▸ **What you are asked to do**
A faithful copy of all the entries is required, with no pictures in it.

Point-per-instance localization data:
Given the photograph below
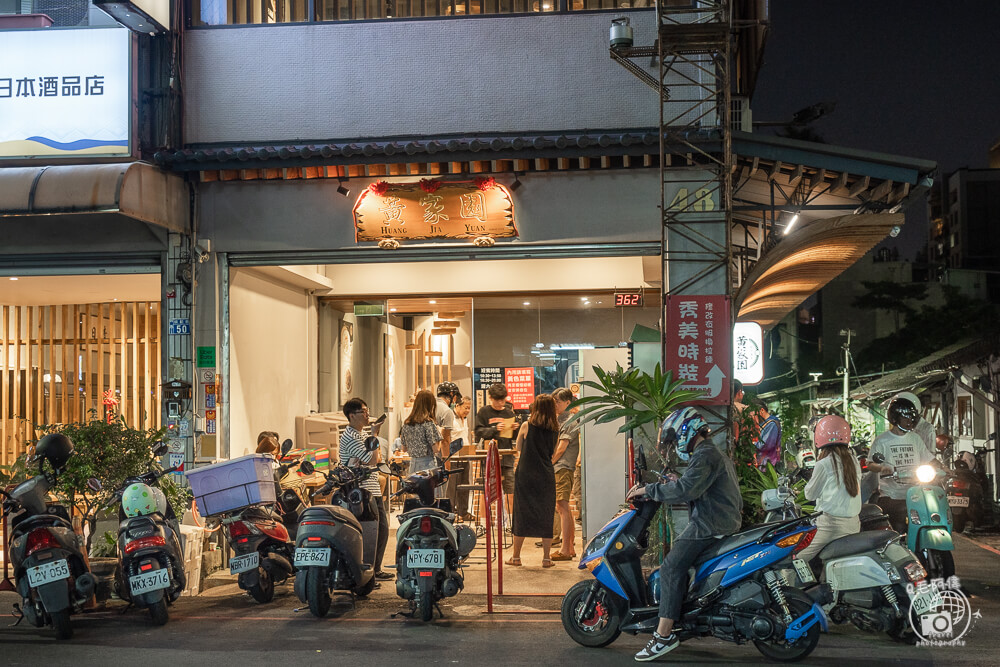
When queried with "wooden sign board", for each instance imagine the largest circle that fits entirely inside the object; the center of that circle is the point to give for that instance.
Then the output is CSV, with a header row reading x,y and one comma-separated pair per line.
x,y
434,210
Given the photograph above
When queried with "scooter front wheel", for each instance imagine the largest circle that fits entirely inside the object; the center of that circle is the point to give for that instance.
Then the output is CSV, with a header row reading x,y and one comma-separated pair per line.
x,y
317,591
594,627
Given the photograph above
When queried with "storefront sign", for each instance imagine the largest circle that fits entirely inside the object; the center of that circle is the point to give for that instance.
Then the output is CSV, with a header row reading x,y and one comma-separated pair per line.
x,y
520,386
434,209
65,93
697,338
748,358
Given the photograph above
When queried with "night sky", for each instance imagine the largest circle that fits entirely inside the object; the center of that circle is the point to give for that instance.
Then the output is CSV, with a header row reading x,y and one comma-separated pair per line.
x,y
919,79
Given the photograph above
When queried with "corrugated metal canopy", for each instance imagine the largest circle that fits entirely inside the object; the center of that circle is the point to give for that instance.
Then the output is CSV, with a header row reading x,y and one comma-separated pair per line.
x,y
136,190
805,261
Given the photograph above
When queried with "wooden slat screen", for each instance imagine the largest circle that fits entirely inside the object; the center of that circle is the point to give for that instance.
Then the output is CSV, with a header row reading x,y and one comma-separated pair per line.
x,y
57,362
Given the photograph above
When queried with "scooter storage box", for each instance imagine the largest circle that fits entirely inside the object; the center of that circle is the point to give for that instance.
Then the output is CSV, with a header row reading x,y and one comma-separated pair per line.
x,y
230,485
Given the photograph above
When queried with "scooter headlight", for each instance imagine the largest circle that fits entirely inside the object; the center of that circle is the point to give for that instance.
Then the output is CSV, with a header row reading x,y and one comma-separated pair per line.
x,y
925,474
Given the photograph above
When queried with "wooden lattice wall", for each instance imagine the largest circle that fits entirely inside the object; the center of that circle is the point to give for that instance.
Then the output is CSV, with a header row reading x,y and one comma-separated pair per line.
x,y
59,361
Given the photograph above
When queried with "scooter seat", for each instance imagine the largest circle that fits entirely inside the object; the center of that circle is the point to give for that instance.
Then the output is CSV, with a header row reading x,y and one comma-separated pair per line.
x,y
857,543
731,542
327,513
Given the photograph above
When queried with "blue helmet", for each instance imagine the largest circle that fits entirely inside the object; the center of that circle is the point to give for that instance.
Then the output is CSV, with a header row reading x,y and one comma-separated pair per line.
x,y
678,431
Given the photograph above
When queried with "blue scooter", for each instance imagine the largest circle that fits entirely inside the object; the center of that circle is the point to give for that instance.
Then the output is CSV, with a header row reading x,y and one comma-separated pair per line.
x,y
928,517
735,593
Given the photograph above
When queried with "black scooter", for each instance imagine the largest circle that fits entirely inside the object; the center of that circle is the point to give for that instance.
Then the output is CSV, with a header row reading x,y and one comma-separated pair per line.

▸ **Exercise response**
Given the photograph below
When queried with "wooden sign board", for each instance imagine the largest circle that fits entirely inside the object; the center of that circle is the point to give for that instance.
Then the output is CSV, with a header row reading x,y and one comma-separated pair per line.
x,y
434,210
Given the photograph above
When queried with "scooter front wheel", for each instance imagine the largest circle that fits entirely inside the object; the center of that circle is the point to give for that instance.
Then the output is CSV, with a header row reading x,y and one comma-separated pair per line.
x,y
317,591
594,627
Given the photograph above
When queried with "storefront sign", for each instance imagine the largest circle that fits entirely inside the object; the center of that circle is the point to give for that instance.
Then the output is CSV, with a header row reading x,y and one comma-separated pair per line.
x,y
520,386
434,209
65,93
697,338
748,358
Given the photograph above
When queried with "night sky", for each instance imagine the largest circle that fits entirely inside the object; the center of that circle is the point to give for that instance.
Then the output is CSV, with a header row reading x,y and one comma-separated pair per line.
x,y
919,79
Given the photograph above
When queried with "corrugated metal canopy", for each instance imagine the largest circle that fits entirely inside the object; the center of that circle is the point to give for that instance.
Then the output is CSV, with a header row reading x,y and one comma-separated pair per line.
x,y
136,190
805,261
Given the photograph above
When queried with "wooden slat screen", for each instance imagine the largest circle that fits entirely inside the object; the center of that circle is the point to give for that instance.
Then the output is CSV, with a header row reading x,y and one comma-separated pair per line.
x,y
57,362
Given the photograph above
When queried with "scooter storage box", for each instance imagine the largest circle that fits entirely inside the object; the center of that circle is the point to give for that instance.
Then the output is CSV, with a header row reading x,y and one comma-separated pair per line.
x,y
230,485
Given the photograph above
When queried with "scooter headlight", for each instance imagine the largest circle that fits entirely inside the object; the center of that circle is the point to give for that instance.
Then the output is CSV, with a header row reading x,y and one comma-separated pair per line.
x,y
925,474
Given the photograph above
When queried with "wooden lattice wall", for each instance imagine the largest circle that fits entirely inside the object; the center of that circle is the point to give for that instance.
Then the output is CSV, with a header row reading x,y and one comma-separated pair per line.
x,y
59,361
Given the photograph above
When queried with "scooter seat", for each instance imagine the largest circle that fits entirely inside the object; the center of that circle is the point to give for that instance.
Then the output is CSV, with a header row reading x,y and one comma-separated pair per line.
x,y
857,543
731,542
327,513
Given the photograph above
When queried with "blue helmet", for each instance imagine the largest circle that fits entirely inside the object; the center of that circle is the point to give for that instance.
Then the output is CSV, with a header row reading x,y and one comma-separated pair per line.
x,y
678,431
Given the photograph above
When queried with "blue scooter", for each instance imagine the largest circle that fits entirely inside the object; the center of that circle is the point to give for that instance.
Then the output is CSV, with a header row reading x,y and one comma-separated pair per line.
x,y
928,517
735,593
Given the photograph above
When queried with "black scooter", for each instance imagine the largest circle that fits entirely inside the object; the center of that circle is the point to give for that instance.
Then the output is CSV, with a header row reading x,y and one comma-separated pair per line.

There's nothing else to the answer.